- ИСХОДНЫЙ ТЕКСТ
· · · ·
СюжетыОбщество

Революция второго сорта?

О провинциальной интеллигенции в феврале 1917-го

Этот материал вышел в номере № 45 от 23 апреля 2012
Читать
О провинциальной интеллигенции в феврале 1917-го

Андрей ЗУБОВ

Впоследствии о февральских днях будет написано немало горьких слов. Выражение «великая и бескровная» — либеральное клише — станет для военных, для белого лагеря издевательской меткой, обозначающей верхоглядство, легковесность и восторженность хозяев первых дней и недель революции.

Может быть, главной силой революции было подспудное ощущение, что прежний порядок исчерпал себя, что будет и должно быть что-то иное. В то же время революция, о которой почти открыто толковали в думских и военных, и в целом образованных, кругах, — стала неожиданной. И отнюдь не только для аполитичных провинциалов. Нет, для самих вождей и устроителей.

Действительно, эмигрант Ленин в январе 1917 года рассуждал о внуках, которым может посчастливиться увидеть революцию. Керенский с друзьями пришли к выводу о невозможности революции уже на фоне начавшихся в Петрограде волнений. На это обращает внимание задиристый, умный и наблюдательный Иван Солоневич. По его словам, «делала революцию вся второсортная русская интеллигенция последних ста лет. Именно второсортная. Ни Федор Достоевский, ни Дмитрий Менделеев, ни Иван Павлов, никто из русских людей первого сорта — при всем их критическом отношении к отдельным частям русской жизни — революции не хотели и революции не делали. Революцию делали <…> историки третьего сорта — вроде Милюкова, адвокаты четвертого сорта — вроде А. Керенского. Делала революцию почти безымянная масса русской гуманитарной профессуры, которая с сотен университетских и прочих кафедр вдалбливала русскому сознанию мысль о том, что с научной точки зрения революция неизбежна, революция желательна, революция спасительна».
· · · ·
- ЗАДАНИЕ
Перепишите статью о Февральской революции целиком, не меняя ни слова и ни знака. Эти данные взяты из другого источника.
· · · ·
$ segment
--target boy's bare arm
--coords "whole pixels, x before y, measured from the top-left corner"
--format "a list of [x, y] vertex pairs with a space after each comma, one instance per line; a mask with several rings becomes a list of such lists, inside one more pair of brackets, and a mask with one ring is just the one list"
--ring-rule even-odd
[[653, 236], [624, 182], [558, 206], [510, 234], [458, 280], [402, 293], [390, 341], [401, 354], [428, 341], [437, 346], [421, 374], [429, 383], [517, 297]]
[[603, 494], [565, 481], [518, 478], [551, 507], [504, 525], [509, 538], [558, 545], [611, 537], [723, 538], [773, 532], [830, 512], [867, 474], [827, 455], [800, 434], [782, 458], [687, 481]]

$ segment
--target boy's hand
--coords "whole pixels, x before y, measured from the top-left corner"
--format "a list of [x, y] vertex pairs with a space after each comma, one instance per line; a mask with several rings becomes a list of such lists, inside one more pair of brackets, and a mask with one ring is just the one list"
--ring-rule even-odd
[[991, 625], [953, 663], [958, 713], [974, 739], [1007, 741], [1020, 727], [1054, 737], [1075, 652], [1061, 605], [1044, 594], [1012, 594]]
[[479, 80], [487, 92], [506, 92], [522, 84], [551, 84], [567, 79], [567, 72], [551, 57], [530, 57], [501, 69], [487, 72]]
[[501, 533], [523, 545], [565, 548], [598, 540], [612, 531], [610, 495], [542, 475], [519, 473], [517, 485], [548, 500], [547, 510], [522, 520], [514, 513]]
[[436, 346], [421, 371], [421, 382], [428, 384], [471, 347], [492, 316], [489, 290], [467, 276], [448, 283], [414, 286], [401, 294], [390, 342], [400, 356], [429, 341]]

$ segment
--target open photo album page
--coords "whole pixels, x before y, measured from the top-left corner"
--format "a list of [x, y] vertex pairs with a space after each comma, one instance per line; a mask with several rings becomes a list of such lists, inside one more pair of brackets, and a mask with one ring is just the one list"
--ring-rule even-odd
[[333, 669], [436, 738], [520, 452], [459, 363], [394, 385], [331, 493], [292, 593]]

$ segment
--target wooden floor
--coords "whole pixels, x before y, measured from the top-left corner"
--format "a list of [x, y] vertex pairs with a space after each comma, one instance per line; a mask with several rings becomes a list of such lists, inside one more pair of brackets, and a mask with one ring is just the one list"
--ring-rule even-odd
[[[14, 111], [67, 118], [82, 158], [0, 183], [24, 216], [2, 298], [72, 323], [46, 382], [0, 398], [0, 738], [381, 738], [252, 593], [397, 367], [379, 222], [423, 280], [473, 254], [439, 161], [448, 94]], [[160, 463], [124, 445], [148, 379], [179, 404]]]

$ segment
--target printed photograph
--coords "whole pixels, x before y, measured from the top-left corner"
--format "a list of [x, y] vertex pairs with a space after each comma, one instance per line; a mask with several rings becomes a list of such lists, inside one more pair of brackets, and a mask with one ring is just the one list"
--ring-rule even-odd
· · · ·
- ОТВЕТ
СюжетыОбщество

Революция второго сорта?

О провинциальной интеллигенции в феврале 1917-го

Этот материал вышел в номере № 45 от 23 апреля 2012
Читать
О провинциальной интеллигенции в феврале 1917-го

Андрей ЗУБОВ

Впоследствии о февральских днях будет написано немало горьких слов. Выражение «великая и бескровная» — либеральное клише — станет для военных, для белого лагеря издевательской меткой, обозначающей верхоглядство, легковесность и восторженность хозяев первых дней и недель революции.

Может быть, главной силой революции было подспудное ощущение, что прежний порядок исчерпал себя, что будет и должно быть что-то иное. В то же время революция, о которой почти открыто толковали в думских и военных, и в целом образованных, кругах, — стала неожиданной. И отнюдь не только для аполитичных провинциалов. Нет, для самих вождей и устроителей.

Действительно, эмигрант Ленин в январе 1917 года рассуждал о внуках, которым может посчастливиться увидеть революцию. Керенский с друзьями пришли к выводу о невозможности революции уже на фоне начавшихся в Петрограде волнений. На это обращает внимание задиристый, умный и наблюдательный Иван Солоневич. По его словам, «делала революцию вся второсортная русская интеллигенция последних ста лет. Именно второсортная. Ни Федор Достоевский, ни Дмитрий Менделеев, ни Иван Павлов, никто из русских людей первого сорта — при всем их критическом отношении к отдельным частям русской жизни — революции не хотели и революции не делали. Революцию делали <…> историки третьего сорта — вроде Милюкова, адвокаты четвертого сорта — вроде А. Керенского. Делала революцию почти безымянная масса русской гуманитарной профессуры, которая с сотен университетских и прочих кафедр вдалбливала русскому сознанию мысль о том, что с научной точки зрения революция неизбежна, революция желательна, революция спасительна».